### Directions
With nothing added or dropped, copy the data that follows exactly.

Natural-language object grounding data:
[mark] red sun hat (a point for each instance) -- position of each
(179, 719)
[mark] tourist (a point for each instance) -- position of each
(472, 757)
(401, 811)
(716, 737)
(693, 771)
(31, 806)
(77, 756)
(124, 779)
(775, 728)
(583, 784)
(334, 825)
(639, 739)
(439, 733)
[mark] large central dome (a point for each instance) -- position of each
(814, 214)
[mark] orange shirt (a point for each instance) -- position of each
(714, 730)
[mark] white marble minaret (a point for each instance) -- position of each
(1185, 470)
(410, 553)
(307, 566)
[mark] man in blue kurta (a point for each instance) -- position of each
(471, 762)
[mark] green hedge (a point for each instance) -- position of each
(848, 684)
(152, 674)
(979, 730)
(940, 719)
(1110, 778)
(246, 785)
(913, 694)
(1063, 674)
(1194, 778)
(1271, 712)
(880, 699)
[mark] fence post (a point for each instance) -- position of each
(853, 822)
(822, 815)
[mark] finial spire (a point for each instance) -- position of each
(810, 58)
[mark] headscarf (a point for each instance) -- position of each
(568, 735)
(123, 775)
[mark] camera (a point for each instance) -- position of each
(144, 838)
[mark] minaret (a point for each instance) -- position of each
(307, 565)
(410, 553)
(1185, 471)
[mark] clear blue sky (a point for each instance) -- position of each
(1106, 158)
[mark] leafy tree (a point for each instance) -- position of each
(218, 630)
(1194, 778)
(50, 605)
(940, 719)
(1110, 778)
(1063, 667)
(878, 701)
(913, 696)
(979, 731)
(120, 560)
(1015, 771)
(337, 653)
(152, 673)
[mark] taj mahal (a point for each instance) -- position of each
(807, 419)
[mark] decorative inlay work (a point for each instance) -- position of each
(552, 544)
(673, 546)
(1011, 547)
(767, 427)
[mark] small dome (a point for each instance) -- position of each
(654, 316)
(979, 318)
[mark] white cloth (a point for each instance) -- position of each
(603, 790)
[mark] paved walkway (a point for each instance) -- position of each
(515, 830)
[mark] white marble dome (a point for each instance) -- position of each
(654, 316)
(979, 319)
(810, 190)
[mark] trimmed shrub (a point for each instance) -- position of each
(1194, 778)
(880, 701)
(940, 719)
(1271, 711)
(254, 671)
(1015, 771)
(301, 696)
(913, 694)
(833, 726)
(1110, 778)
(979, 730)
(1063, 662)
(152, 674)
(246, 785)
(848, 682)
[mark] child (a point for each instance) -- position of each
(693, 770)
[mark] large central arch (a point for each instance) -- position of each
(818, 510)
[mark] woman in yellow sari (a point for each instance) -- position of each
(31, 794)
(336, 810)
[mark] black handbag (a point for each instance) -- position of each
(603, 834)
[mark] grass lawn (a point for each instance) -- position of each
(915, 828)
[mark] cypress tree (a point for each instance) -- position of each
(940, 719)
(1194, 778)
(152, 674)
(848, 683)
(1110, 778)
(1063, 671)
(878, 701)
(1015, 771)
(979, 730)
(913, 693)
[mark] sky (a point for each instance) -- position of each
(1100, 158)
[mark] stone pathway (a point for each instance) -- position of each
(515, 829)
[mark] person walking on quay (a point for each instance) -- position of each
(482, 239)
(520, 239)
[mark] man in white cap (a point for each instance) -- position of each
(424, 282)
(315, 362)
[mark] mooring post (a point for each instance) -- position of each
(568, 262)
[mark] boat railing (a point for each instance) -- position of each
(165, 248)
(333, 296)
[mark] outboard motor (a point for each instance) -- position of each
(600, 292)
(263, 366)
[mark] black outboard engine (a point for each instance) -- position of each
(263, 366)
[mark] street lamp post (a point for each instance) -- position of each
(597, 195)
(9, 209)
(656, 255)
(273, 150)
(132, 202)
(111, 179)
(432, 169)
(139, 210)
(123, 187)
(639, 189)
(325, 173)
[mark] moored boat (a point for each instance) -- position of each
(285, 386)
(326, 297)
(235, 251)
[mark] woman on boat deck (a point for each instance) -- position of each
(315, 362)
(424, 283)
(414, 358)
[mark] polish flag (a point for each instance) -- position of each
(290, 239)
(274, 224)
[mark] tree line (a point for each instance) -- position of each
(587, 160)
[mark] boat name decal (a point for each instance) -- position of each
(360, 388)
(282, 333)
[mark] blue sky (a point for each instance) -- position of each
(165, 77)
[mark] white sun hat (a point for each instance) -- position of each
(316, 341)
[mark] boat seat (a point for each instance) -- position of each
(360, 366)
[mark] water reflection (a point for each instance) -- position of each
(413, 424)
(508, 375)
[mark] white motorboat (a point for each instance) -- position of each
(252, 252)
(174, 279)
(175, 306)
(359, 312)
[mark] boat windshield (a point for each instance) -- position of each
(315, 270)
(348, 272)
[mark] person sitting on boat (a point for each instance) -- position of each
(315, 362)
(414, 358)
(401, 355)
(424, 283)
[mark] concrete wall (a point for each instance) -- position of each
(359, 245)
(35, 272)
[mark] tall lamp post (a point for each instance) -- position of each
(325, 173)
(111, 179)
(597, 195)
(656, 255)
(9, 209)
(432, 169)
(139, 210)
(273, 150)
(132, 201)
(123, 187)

### Task solution
[mark] red sun hat (a point for each instance) -- position of each
(179, 719)
[mark] tourist (a point for each instance) -- position of each
(472, 757)
(401, 811)
(716, 737)
(693, 771)
(31, 806)
(77, 756)
(124, 779)
(775, 728)
(583, 784)
(334, 825)
(639, 739)
(439, 733)
[mark] large central dome (a point for each instance) -- position of each
(814, 214)
[mark] orange shirt (a point for each instance) -- position of each
(714, 730)
[mark] white marble minaret (a point for each instance) -- position of each
(1185, 470)
(410, 553)
(307, 566)
[mark] man in blue kurta (a point for each instance) -- position of each
(471, 762)
[mark] green hedge (a point for each instance) -- position of each
(848, 684)
(152, 674)
(979, 730)
(940, 719)
(1110, 778)
(246, 785)
(913, 694)
(1063, 674)
(1194, 778)
(1271, 712)
(880, 699)
[mark] fence post (a point for each instance) -- position of each
(853, 822)
(822, 815)
[mark] finial spire (a point for each instance) -- position of each
(810, 58)
[mark] headscarf (a point for each instance) -- position of each
(568, 735)
(123, 775)
[mark] camera (a point for each instance) -- position of each
(144, 838)
[mark] minaret (a point for each instance) -- position of each
(307, 565)
(410, 553)
(1185, 471)
[mark] clear blue sky (a point for each instance) -- position of each
(1106, 158)
[mark] leafy tree (a point for each instance) -- position of each
(218, 630)
(1194, 778)
(50, 605)
(940, 719)
(1110, 778)
(1063, 667)
(878, 701)
(913, 696)
(979, 731)
(120, 560)
(1015, 771)
(337, 653)
(152, 673)
[mark] taj mahal (a point for each instance) -- position of each
(807, 419)
[mark] decorative inlay work (a point for each instance) -- position of each
(552, 544)
(673, 546)
(1011, 547)
(767, 427)
[mark] small dome (a point for each instance) -- position of each
(654, 316)
(979, 318)
[mark] white cloth (a point for each instance) -- position of each
(603, 790)
[mark] paved walkway (a point for each instance) -- position of each
(515, 830)
[mark] white marble dome (a point for each instance) -- position of each
(654, 316)
(979, 319)
(810, 190)
[mark] trimmed shrub (a point for each instance) -- position of each
(1194, 778)
(880, 701)
(940, 719)
(1271, 711)
(254, 671)
(1015, 771)
(301, 696)
(913, 694)
(833, 726)
(1110, 778)
(979, 730)
(1063, 662)
(152, 674)
(246, 785)
(848, 682)
[mark] child (a point for each instance) -- position of each
(693, 770)
[mark] large central arch (a point for each instance) -- position of each
(818, 510)
[mark] woman in yellow sari (a point for each instance) -- position of each
(31, 794)
(336, 810)
[mark] black handbag (a point for each instance) -- position of each
(603, 834)
[mark] grass lawn (a point for each instance) -- position of each
(915, 828)
[mark] cypress tree (a point for each instance) -- position of each
(940, 719)
(1194, 778)
(152, 674)
(848, 683)
(1110, 778)
(1063, 671)
(878, 701)
(1015, 771)
(979, 730)
(913, 693)
[mark] sky (a point for each instance) -- position of each
(1100, 158)
[mark] stone pathway (a point for each instance) -- position of each
(515, 829)
[mark] person walking on quay (a point for each instance) -- position of each
(482, 239)
(520, 239)
[mark] man in white cap (a point for each instance) -- position of each
(424, 282)
(315, 362)
[mark] mooring post (a point for each instance) -- position of each
(568, 262)
[mark] boat railing (a point for each instance) -- position of each
(165, 248)
(333, 296)
[mark] outboard motor (a point for each instance) -- position of each
(600, 292)
(263, 366)
[mark] black outboard engine (a point for each instance) -- position of each
(263, 366)
[mark] street lamp post (a point for each instance) -- position of each
(597, 195)
(9, 209)
(656, 255)
(273, 150)
(132, 202)
(111, 179)
(432, 169)
(139, 210)
(123, 187)
(639, 189)
(325, 173)
[mark] moored boat (a point for each instance) -- position of each
(285, 386)
(326, 297)
(235, 251)
[mark] woman on boat deck (a point for each instance) -- position of each
(315, 362)
(424, 283)
(414, 358)
[mark] polish flag (a point for each instance) -- position of each
(290, 239)
(274, 224)
[mark] tree line (a point for each instance) -- position of each
(587, 160)
[mark] boat name decal (a point for each instance) -- position of each
(360, 388)
(282, 333)
[mark] blue sky (a point for each instance) -- position of each
(165, 77)
[mark] white sun hat (a point for each instance) -- position of each
(316, 341)
[mark] boat seat (a point for each instance) -- position of each
(360, 366)
[mark] water reflection (a point for each instance) -- position of each
(413, 424)
(508, 375)
[mark] white motorboat (a point for each instance) -- position of each
(252, 252)
(174, 279)
(175, 306)
(359, 312)
[mark] boat windshield (a point for each instance) -- position of each
(315, 270)
(348, 272)
[mark] person sitting on boat (a point for each instance) -- position of each
(315, 362)
(414, 358)
(401, 355)
(424, 283)
[mark] concrete wall (a point for each instance) -- position of each
(359, 245)
(35, 272)
[mark] tall lamp post (a point for each instance) -- position of each
(325, 173)
(111, 179)
(597, 195)
(656, 255)
(9, 209)
(432, 169)
(139, 210)
(273, 150)
(132, 201)
(123, 187)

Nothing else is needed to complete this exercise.